▸ Actions to take:
a - In the passage on Saxo's luxury equity theme basket, which ETF is given as an example of a basket holding stocks that are not truly luxury?
b - Using the passage on Saxo's luxury equity theme basket, decide whether each statement agrees with it. Answer yes or no for each, quoting the deciding words. (i) Tesla is among the top 10 holdings of the Amundi S&P Global Luxury UCITS ETF. (ii) The named companies earn most of their revenue from products sold to the wealthiest 1%. (iii) Only a few ETFs track the luxury industry.
c - Continue the passage on Saxo's luxury equity theme basket from its final sentence.
*** Passage to read
LVMH share price | Source: Saxo

Saxo’s luxury equity theme basket

There are many different ETFs tracking the luxury industry globally and in Europe, but we looked at these ETFs we were surprised about how many stocks were in those baskets that were not truly luxury. Take the Amundi S&P Global Luxury UCITS ETF where you find Tesla, Mercedes, Estee Lauder, Diageo, and Pernod Ricard among the top 10 holdings. While these companies have products that do sell to the 1% or 0.1% of this world their main revenue stream comes from products that are sold mass market to the middle class.
******
*** Supplied entries
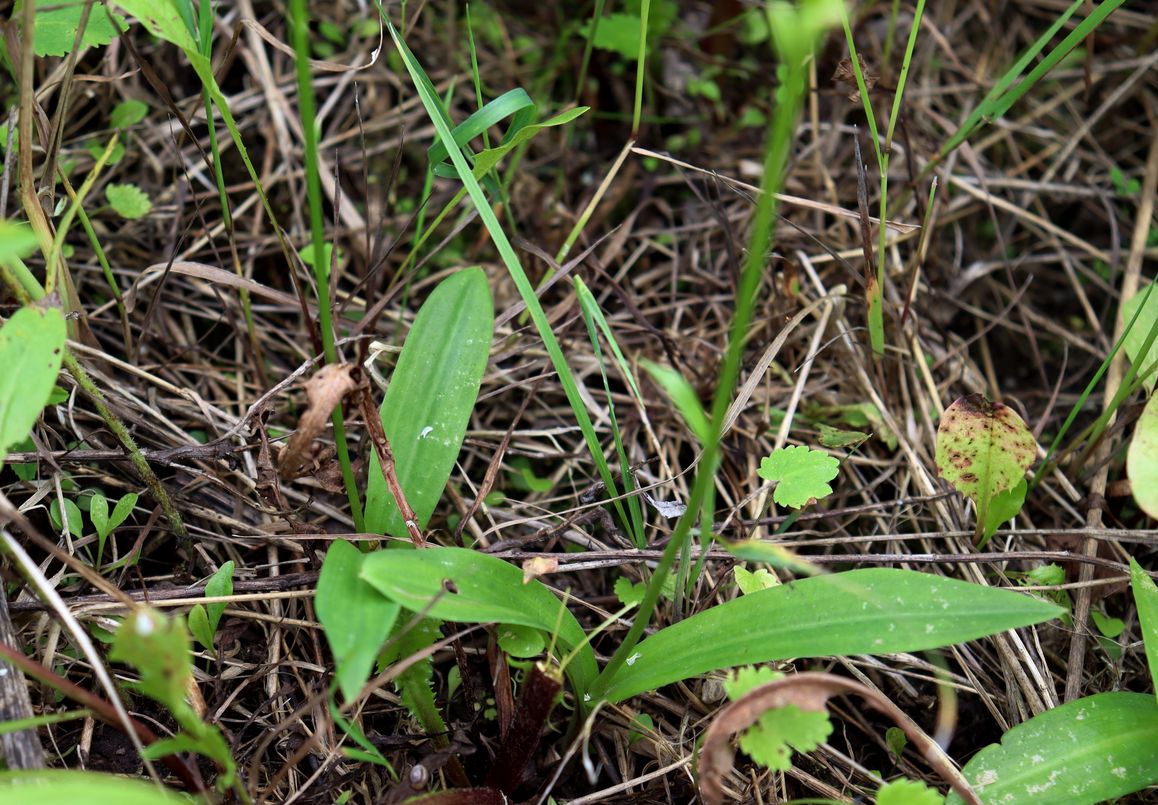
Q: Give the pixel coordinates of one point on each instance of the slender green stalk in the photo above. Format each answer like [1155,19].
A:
[307,110]
[794,53]
[640,65]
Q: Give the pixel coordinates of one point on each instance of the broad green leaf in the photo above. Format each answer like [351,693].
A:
[1142,459]
[16,241]
[127,200]
[750,582]
[31,348]
[803,474]
[163,20]
[862,612]
[354,617]
[469,587]
[1002,509]
[908,792]
[1145,599]
[158,646]
[127,114]
[219,585]
[61,787]
[836,438]
[57,23]
[99,513]
[983,448]
[1138,334]
[430,399]
[1086,751]
[684,397]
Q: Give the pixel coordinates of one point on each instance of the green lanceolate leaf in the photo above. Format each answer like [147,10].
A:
[1142,459]
[862,612]
[469,587]
[983,448]
[1145,599]
[1086,751]
[31,348]
[354,617]
[61,787]
[431,394]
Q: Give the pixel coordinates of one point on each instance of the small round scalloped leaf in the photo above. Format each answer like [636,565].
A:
[983,448]
[1142,460]
[803,474]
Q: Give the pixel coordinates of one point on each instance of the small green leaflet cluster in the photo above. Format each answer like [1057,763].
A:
[771,740]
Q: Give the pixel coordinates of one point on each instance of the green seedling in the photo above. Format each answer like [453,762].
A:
[105,522]
[984,448]
[205,617]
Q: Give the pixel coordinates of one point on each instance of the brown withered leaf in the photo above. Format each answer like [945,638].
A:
[847,75]
[323,393]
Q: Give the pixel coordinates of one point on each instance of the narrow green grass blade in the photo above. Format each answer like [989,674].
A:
[1145,599]
[514,268]
[591,313]
[998,100]
[430,399]
[1086,751]
[466,586]
[862,612]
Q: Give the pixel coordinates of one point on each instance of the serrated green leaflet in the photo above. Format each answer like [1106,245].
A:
[1086,751]
[431,394]
[863,612]
[469,587]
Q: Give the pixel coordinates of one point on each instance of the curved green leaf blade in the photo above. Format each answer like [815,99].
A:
[431,394]
[1143,305]
[983,448]
[31,348]
[1086,751]
[60,787]
[1142,459]
[1145,599]
[481,590]
[354,617]
[862,612]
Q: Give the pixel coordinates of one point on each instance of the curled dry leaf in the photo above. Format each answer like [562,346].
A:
[808,692]
[323,393]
******
▸ Answers to the exercises:
a - The Amundi S&P Global Luxury UCITS ETF.

b -
(i) Yes: "where you find Tesla, Mercedes, Estee Lauder, Diageo, and Pernod Ricard among the top 10 holdings."
(ii) No: "their main revenue stream comes from products that are sold mass market to the middle class."
(iii) No: "There are many different ETFs tracking the luxury industry globally and in Europe"

c -
We did our own research and have isolated the following 23 publicly listed companies as the ones that best represent pure exposure to the luxury segment. The 23 companies represent a total market value of $1.19trn with LVMH dominating the industry on most parameters. Despite an interest rate shock, inflation and economic uncertainty, these companies have grown revenue 21% over the past year and the median EBIT margin among these companies is 13.5%, while the average EBIT margin among the 10 largest luxury companies is 24.1%. The recent rally in luxury stocks have taken many analysts by surprise reflected in price targets for the 10 largest luxury stocks being higher only slightly above the current share price or even below which is quite unusual. If look at equity returns over a five year period we only observe the big three, LVMH, Hermes, and Christian Dior has delivered the greatest returns. It pays to be big in luxury.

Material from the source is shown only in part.